* PROBLEM TO WORK ON *
Copy out every line of the data exactly.

* Stored dataset items *
◆ ◆ ◆ ◆ ◆ ◆ ◆

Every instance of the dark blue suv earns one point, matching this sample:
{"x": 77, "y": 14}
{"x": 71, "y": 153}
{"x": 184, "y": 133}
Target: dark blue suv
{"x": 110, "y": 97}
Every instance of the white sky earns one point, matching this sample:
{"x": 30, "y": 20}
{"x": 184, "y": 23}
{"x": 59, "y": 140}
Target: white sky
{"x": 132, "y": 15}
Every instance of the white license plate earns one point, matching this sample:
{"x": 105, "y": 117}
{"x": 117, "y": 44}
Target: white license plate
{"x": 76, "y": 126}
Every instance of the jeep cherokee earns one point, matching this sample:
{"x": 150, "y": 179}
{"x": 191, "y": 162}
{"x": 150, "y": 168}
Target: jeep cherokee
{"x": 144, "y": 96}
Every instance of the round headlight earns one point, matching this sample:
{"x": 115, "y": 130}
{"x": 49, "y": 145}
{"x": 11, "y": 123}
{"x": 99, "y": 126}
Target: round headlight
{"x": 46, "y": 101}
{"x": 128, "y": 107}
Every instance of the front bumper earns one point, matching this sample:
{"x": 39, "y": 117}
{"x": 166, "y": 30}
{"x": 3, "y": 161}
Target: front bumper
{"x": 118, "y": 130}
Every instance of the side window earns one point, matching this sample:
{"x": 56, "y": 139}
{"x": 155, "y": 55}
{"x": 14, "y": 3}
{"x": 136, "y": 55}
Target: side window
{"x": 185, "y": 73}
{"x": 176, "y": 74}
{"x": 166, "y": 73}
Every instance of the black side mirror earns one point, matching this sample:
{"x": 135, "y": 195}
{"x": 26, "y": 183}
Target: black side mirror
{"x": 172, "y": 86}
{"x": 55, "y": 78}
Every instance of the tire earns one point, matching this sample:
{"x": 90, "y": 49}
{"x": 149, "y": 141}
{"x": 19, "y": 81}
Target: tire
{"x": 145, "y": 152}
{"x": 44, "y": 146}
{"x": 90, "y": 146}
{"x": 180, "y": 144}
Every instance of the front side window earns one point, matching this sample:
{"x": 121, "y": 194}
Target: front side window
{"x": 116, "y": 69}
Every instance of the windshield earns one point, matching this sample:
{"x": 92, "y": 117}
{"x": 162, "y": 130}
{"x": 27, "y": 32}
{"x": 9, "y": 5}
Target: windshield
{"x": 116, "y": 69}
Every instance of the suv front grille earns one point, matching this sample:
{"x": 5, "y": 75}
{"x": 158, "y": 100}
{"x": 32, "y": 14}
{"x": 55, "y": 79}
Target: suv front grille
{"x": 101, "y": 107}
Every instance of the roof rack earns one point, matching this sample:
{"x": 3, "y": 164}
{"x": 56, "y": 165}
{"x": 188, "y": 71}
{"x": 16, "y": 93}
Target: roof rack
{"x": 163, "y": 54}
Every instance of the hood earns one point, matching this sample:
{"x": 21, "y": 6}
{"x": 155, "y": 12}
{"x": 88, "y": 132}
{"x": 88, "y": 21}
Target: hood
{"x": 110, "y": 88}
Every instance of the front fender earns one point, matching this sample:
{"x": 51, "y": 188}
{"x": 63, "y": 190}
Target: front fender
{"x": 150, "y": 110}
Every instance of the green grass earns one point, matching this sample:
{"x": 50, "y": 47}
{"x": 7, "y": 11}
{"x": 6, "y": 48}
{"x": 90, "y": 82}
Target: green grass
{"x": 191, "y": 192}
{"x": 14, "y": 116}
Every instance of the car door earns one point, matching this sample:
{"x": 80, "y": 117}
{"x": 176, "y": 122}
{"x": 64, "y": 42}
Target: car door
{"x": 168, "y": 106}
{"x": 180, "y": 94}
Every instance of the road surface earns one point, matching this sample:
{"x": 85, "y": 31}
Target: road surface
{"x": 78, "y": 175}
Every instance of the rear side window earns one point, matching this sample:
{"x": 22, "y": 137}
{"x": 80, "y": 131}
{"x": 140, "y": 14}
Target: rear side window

◆ ◆ ◆ ◆ ◆ ◆ ◆

* ANSWER TO THE EXERCISE *
Every instance of the dark blue suv earns one point, matching this sample:
{"x": 77, "y": 14}
{"x": 71, "y": 153}
{"x": 184, "y": 133}
Target: dark blue suv
{"x": 110, "y": 97}
Every instance of the white sky earns one point, matching this sample:
{"x": 30, "y": 20}
{"x": 184, "y": 23}
{"x": 59, "y": 140}
Target: white sky
{"x": 132, "y": 15}
Every instance of the white license plate earns one point, matching this sample:
{"x": 105, "y": 117}
{"x": 117, "y": 44}
Target: white license plate
{"x": 76, "y": 126}
Every instance of the jeep cherokee earns one point, matching this sample:
{"x": 150, "y": 179}
{"x": 191, "y": 162}
{"x": 150, "y": 168}
Target: jeep cherokee
{"x": 144, "y": 96}
Every instance of the round headlight earns one point, matching this sample:
{"x": 115, "y": 130}
{"x": 49, "y": 145}
{"x": 11, "y": 123}
{"x": 99, "y": 126}
Target: round headlight
{"x": 46, "y": 101}
{"x": 128, "y": 107}
Every instance of the front bumper earns one point, matching this sample:
{"x": 39, "y": 117}
{"x": 166, "y": 30}
{"x": 3, "y": 161}
Target: front bumper
{"x": 118, "y": 130}
Every instance of the side window earns one point, matching this sample:
{"x": 56, "y": 139}
{"x": 155, "y": 55}
{"x": 14, "y": 3}
{"x": 136, "y": 55}
Target: side window
{"x": 185, "y": 73}
{"x": 176, "y": 74}
{"x": 166, "y": 73}
Every instance of the black side mirror earns one point, matching this sample:
{"x": 135, "y": 195}
{"x": 26, "y": 183}
Target: black side mirror
{"x": 172, "y": 86}
{"x": 55, "y": 78}
Every instance of the tire earns one point, matching this sample:
{"x": 90, "y": 49}
{"x": 149, "y": 141}
{"x": 19, "y": 81}
Target: tire
{"x": 145, "y": 152}
{"x": 44, "y": 146}
{"x": 90, "y": 146}
{"x": 180, "y": 144}
Every instance of the front side window earns one point, matching this sample:
{"x": 121, "y": 194}
Target: front side window
{"x": 116, "y": 69}
Every instance of the windshield earns one point, matching this sample:
{"x": 92, "y": 117}
{"x": 162, "y": 130}
{"x": 27, "y": 32}
{"x": 9, "y": 5}
Target: windshield
{"x": 116, "y": 69}
Every instance of the suv front grille earns one point, matching this sample:
{"x": 5, "y": 75}
{"x": 158, "y": 100}
{"x": 32, "y": 14}
{"x": 55, "y": 79}
Target: suv front grille
{"x": 101, "y": 107}
Every instance of the roof rack earns one point, matching this sample:
{"x": 3, "y": 164}
{"x": 56, "y": 165}
{"x": 188, "y": 71}
{"x": 16, "y": 93}
Target: roof rack
{"x": 163, "y": 54}
Every instance of the hood earns one point, matching this sample:
{"x": 21, "y": 6}
{"x": 155, "y": 12}
{"x": 88, "y": 132}
{"x": 88, "y": 21}
Target: hood
{"x": 110, "y": 88}
Every instance of the front fender earns one point, matching this sample:
{"x": 51, "y": 188}
{"x": 63, "y": 190}
Target: front fender
{"x": 150, "y": 110}
Every instance of the green grass earns one point, matching this sample:
{"x": 50, "y": 47}
{"x": 7, "y": 11}
{"x": 6, "y": 48}
{"x": 90, "y": 82}
Target: green grass
{"x": 191, "y": 192}
{"x": 14, "y": 116}
Every instance of the car door earns one point, matching this sample:
{"x": 80, "y": 117}
{"x": 176, "y": 122}
{"x": 64, "y": 42}
Target: car door
{"x": 168, "y": 106}
{"x": 180, "y": 94}
Every instance of the road surface earns one point, matching this sample:
{"x": 85, "y": 31}
Target: road surface
{"x": 78, "y": 175}
Every instance of the rear side window earns one point, matching this sample:
{"x": 22, "y": 137}
{"x": 80, "y": 131}
{"x": 140, "y": 14}
Target: rear side window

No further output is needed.